SELECTED EXTRACT
>> Start
# Signature help Mods



## sw_df27 (Feb 16, 2007)

I know I'm a retard but I can't downsize my pics to make them small enough for my signature can someone do it for me these are the 2 pics I want:

















Thank you in advance!!!!


----------



## redog (Oct 14, 2005)

try photobucket and reduce it by 75%


----------



## cherol (Jan 7, 2007)

you could also download the free program called "Ifranview" it resizes pic and can also change file formats and do some cool effects to photos as well


----------



## sw_df27 (Feb 16, 2007)

ahhhh I can't figure the whole resizing thing out..............................


----------



## NesOne (Feb 7, 2008)

What I normally do, because I'm lazy to do it another way, is I copy and paste the picture into Powerpoint, then resize it from the corner, it keeps the image proportioned, then I copy and paste it from powerpoint into Microsoft Paint. Then from Paint, I "save as" .jpg and I'm done. Click the link and you'll be able to download the files I made of your pics. I shrunk them down a bit, wasn't sure how small you wanted them.

http://www.sendspace.com/file/xclao8

Was your on the site, towards the bottom it will say "Download Link:" and the file is named "pits.zip". Just hope you have winzip or a program that will unzip it for you.


----------



## MY MIKADO (Apr 7, 2006)

I'm working on it for you. I should have them up tomorrow morning.


----------



## ericschevy (Nov 10, 2006)

Here is a link to a Pixresizer that I use.
http://bluefive.pair.com/


----------



## sw_df27 (Feb 16, 2007)

thanks guys!!!!


----------



## MY MIKADO (Apr 7, 2006)

I'm having a little trouble getting them downloaded but I'm working on it.


----------
>> End
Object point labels
>> Start
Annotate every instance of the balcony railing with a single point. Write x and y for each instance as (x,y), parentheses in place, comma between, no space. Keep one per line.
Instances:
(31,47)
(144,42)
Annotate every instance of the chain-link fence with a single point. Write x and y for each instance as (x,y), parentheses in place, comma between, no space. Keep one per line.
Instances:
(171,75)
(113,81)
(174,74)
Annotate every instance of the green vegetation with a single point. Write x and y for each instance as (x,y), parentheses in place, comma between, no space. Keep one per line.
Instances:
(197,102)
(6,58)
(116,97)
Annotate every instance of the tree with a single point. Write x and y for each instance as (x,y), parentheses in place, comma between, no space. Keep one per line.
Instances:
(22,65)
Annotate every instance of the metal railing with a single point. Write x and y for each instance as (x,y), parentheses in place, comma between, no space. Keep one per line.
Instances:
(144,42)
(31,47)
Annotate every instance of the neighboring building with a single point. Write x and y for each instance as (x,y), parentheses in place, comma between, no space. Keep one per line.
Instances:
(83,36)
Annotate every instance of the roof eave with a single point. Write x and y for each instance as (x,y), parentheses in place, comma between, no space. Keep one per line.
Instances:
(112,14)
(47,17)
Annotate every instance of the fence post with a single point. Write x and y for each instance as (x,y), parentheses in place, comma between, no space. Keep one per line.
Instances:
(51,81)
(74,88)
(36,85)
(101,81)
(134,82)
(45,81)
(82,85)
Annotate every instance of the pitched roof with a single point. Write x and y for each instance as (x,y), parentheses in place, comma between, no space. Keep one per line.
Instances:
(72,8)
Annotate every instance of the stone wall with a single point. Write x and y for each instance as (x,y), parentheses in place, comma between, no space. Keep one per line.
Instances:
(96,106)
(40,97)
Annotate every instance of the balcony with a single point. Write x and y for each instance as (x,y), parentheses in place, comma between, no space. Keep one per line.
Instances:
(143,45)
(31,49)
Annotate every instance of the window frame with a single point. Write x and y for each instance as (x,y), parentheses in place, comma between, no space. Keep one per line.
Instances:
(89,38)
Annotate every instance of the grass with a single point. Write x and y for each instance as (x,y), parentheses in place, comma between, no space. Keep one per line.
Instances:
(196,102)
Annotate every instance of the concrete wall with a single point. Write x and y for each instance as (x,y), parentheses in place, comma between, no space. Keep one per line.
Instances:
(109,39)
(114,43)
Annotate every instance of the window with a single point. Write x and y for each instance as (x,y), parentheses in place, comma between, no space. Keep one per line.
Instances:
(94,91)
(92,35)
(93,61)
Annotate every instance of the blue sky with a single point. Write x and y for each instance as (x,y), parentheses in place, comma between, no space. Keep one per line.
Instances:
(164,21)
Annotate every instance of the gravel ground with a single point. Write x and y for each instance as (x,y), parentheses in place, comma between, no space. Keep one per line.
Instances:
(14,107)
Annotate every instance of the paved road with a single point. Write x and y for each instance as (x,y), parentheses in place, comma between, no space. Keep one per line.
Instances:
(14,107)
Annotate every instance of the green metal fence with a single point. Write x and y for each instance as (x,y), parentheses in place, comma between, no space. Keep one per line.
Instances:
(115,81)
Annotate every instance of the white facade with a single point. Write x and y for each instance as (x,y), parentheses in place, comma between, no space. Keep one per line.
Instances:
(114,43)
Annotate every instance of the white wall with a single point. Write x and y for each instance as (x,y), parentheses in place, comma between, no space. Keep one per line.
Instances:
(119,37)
>> End
EXERCISE
In the signature help thread, by what percent did one reply suggest shrinking the pictures on photobucket?

EXPECTED ANSWER
By 75%.